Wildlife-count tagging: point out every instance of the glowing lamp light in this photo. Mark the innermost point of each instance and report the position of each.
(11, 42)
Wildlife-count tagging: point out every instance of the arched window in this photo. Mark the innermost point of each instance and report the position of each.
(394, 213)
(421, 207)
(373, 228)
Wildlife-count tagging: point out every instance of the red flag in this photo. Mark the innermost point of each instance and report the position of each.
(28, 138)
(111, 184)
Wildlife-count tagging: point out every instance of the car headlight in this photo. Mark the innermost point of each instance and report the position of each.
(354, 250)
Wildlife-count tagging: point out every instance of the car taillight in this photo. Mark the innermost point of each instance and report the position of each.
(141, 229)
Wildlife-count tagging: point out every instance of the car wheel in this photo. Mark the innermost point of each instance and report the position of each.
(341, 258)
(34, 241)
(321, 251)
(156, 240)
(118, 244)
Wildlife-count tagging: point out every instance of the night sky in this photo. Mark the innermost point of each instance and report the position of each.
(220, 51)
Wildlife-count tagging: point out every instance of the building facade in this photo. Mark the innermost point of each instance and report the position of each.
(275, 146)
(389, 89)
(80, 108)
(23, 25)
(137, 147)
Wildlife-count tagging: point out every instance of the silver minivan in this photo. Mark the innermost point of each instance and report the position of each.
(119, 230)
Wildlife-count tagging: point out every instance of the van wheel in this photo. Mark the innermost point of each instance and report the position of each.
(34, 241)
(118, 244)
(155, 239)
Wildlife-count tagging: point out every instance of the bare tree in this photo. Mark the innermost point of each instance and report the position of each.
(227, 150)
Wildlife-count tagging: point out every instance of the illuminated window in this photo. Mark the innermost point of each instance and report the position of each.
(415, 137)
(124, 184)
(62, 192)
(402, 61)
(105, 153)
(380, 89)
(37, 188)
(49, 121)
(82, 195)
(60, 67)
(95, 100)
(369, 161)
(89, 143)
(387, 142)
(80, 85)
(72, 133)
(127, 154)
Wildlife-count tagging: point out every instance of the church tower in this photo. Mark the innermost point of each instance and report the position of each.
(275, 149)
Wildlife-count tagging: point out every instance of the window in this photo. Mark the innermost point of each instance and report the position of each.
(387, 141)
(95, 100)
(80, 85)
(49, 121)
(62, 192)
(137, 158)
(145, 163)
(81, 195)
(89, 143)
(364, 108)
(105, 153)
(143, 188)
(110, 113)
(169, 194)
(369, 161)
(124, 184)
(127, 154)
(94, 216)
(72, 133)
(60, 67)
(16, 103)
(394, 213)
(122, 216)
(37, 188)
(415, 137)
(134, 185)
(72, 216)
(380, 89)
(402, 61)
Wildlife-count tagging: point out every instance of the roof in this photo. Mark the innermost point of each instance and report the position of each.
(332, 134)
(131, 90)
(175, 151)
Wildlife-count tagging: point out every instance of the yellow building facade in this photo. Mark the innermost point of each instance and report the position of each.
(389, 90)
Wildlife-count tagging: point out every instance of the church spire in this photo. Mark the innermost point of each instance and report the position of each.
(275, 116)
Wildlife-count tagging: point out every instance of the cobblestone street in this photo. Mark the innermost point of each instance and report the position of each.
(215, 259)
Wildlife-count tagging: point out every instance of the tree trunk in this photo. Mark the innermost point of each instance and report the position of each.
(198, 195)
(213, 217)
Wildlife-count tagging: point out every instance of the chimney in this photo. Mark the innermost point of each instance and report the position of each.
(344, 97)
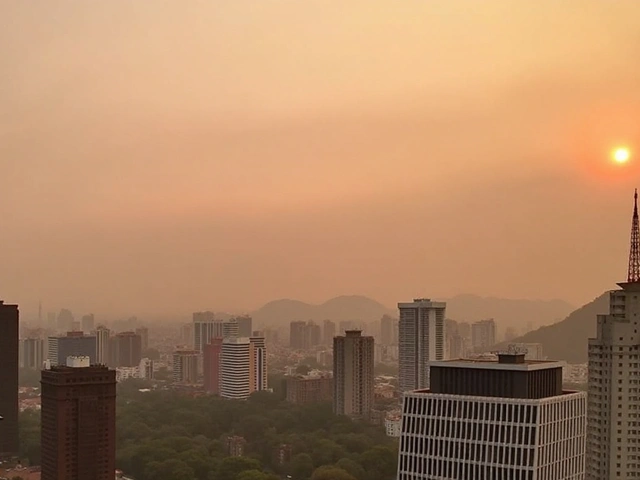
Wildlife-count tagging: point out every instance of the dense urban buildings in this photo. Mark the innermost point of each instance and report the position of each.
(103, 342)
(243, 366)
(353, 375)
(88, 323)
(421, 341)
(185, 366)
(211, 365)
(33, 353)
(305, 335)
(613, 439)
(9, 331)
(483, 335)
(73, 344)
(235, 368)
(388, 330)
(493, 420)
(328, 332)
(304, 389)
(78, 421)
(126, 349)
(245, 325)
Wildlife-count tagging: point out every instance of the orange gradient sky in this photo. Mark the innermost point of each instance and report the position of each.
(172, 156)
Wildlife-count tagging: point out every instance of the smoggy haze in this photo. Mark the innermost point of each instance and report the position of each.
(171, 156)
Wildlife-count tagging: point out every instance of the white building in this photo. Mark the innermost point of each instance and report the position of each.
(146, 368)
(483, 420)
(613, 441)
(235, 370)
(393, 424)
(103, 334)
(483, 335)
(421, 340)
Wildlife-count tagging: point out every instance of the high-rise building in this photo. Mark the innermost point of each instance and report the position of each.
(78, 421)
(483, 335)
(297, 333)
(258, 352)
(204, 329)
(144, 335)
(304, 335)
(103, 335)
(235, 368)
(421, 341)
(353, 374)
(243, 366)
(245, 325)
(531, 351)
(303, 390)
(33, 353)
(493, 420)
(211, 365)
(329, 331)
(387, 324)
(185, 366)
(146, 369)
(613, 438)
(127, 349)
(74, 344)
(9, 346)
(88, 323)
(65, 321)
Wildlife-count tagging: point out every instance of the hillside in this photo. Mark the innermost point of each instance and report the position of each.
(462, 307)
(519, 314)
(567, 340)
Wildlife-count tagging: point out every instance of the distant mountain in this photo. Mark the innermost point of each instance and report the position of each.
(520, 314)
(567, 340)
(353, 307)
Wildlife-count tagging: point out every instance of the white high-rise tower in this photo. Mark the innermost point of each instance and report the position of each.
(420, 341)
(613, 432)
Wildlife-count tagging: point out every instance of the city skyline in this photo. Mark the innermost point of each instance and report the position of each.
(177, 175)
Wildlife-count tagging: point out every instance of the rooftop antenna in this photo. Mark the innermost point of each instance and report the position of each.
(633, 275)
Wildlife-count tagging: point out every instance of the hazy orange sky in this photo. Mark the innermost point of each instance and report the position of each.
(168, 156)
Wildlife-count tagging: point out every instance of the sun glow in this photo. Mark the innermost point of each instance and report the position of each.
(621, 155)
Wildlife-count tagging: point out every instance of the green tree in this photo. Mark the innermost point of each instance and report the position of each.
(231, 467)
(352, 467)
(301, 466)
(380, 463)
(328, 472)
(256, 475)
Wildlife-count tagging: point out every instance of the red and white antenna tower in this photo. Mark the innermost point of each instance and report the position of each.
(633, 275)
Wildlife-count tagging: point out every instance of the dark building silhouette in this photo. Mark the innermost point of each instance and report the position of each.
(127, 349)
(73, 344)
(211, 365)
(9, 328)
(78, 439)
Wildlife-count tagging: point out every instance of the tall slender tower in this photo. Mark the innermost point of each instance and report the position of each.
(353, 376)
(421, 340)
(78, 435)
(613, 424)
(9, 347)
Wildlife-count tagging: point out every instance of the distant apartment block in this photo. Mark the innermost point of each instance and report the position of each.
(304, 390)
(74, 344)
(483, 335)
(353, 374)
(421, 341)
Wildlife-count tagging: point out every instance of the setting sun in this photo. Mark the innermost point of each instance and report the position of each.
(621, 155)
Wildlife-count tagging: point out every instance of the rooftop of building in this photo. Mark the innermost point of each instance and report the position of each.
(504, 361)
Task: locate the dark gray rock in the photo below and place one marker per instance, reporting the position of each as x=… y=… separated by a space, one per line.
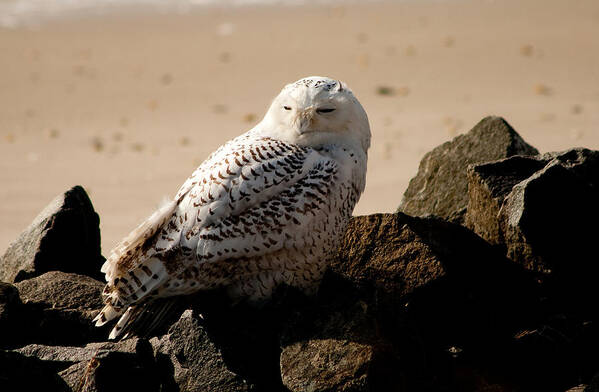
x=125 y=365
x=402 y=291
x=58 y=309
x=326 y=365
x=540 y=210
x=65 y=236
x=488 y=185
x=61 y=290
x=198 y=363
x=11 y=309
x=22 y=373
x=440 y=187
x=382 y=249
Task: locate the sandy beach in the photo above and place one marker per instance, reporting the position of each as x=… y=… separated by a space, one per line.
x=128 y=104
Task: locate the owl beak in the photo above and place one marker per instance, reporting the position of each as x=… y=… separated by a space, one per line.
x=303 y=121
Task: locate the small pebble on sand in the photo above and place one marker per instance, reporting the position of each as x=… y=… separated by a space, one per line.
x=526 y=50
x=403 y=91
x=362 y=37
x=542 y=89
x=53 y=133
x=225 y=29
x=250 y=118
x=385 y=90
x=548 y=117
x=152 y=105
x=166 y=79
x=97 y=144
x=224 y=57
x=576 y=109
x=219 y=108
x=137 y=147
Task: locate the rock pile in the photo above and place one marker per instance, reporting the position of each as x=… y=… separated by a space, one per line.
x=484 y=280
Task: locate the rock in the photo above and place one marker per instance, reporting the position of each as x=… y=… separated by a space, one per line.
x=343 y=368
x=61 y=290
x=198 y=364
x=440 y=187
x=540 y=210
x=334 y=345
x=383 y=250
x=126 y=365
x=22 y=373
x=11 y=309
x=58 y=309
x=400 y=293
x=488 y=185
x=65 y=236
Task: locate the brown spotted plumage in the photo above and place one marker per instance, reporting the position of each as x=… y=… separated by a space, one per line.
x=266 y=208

---

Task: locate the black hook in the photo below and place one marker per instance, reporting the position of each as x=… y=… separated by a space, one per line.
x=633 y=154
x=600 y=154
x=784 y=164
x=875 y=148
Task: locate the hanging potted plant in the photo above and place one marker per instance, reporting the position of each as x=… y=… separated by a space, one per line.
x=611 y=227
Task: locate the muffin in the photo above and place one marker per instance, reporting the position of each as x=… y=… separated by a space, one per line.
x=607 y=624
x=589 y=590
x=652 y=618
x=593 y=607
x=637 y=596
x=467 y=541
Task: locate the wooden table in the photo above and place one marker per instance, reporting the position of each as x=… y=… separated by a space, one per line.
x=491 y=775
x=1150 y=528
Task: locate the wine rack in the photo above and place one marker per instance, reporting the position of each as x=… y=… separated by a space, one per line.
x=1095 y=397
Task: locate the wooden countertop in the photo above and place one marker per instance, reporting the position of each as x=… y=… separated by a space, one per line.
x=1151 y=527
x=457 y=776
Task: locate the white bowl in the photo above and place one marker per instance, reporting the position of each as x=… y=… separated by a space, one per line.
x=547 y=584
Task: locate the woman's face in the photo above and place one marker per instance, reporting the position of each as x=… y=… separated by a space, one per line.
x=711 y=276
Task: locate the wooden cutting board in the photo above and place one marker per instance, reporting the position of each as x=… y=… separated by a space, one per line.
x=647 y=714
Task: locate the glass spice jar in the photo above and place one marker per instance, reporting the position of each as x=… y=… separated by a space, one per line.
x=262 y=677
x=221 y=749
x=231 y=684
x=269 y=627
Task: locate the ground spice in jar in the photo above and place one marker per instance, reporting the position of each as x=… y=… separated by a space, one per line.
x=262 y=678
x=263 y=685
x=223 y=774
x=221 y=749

==

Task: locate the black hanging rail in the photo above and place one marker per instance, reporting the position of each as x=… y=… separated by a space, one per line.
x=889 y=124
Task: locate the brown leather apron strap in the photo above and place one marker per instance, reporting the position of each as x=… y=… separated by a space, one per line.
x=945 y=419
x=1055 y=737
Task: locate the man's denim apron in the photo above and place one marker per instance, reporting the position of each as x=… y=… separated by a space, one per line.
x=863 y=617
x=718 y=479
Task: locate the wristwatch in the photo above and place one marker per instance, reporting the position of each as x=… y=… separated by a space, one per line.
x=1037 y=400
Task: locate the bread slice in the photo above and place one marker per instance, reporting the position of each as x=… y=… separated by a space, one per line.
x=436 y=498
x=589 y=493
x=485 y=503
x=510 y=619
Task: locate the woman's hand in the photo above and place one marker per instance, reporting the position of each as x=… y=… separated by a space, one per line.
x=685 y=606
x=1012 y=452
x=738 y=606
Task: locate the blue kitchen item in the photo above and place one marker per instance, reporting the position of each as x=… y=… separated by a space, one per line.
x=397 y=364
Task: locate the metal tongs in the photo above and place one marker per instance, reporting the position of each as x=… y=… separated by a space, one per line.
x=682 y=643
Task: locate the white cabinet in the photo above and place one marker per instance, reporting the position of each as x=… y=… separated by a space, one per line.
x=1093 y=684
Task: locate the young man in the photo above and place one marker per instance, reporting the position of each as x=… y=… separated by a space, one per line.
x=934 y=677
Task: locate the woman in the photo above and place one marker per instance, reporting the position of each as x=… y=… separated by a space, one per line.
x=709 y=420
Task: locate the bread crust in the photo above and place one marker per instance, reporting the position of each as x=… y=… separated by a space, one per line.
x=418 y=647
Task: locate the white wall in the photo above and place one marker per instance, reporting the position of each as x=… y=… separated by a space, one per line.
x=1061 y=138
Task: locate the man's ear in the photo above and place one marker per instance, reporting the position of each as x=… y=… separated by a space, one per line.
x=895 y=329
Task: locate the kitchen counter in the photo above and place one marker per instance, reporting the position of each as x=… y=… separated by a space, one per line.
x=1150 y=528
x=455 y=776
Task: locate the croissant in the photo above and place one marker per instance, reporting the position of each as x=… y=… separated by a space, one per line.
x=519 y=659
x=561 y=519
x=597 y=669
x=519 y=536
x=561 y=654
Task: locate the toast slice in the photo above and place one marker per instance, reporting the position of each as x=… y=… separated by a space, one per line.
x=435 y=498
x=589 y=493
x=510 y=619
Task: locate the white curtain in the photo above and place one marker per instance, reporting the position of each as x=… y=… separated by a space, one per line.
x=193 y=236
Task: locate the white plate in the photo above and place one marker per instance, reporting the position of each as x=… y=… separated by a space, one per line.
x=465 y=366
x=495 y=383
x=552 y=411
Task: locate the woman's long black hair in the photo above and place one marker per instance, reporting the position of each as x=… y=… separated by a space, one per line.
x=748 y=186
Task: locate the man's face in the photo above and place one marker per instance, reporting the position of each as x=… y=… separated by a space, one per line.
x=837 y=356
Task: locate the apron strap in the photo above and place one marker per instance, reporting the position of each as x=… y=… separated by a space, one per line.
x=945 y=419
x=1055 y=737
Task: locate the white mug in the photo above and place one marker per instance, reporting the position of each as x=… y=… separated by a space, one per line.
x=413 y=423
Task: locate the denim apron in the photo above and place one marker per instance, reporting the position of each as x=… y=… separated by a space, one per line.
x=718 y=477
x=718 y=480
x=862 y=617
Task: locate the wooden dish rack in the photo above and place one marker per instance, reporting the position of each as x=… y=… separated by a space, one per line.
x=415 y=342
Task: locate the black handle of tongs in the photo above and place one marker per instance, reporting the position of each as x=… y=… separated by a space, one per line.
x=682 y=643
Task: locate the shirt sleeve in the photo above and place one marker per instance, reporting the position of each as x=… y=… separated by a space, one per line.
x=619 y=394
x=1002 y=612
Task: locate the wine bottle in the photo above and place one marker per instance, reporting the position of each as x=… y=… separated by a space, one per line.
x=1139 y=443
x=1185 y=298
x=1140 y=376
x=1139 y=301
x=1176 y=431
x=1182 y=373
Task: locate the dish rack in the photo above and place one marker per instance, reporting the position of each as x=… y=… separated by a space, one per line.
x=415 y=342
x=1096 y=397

*YOUR GOAL*:
Find each line in the records above that contains the word "church", and copy every one of those lines in full.

*SOLUTION TO THIS PROBLEM*:
Wildlife-count tagging: point out every instance of the church tower in this photo. Mark the innermost point of each instance and report the position of each.
Wildlife-count tagging: point out every instance of the church spire in this photo. Mark the innermost point of each instance and report the position of each.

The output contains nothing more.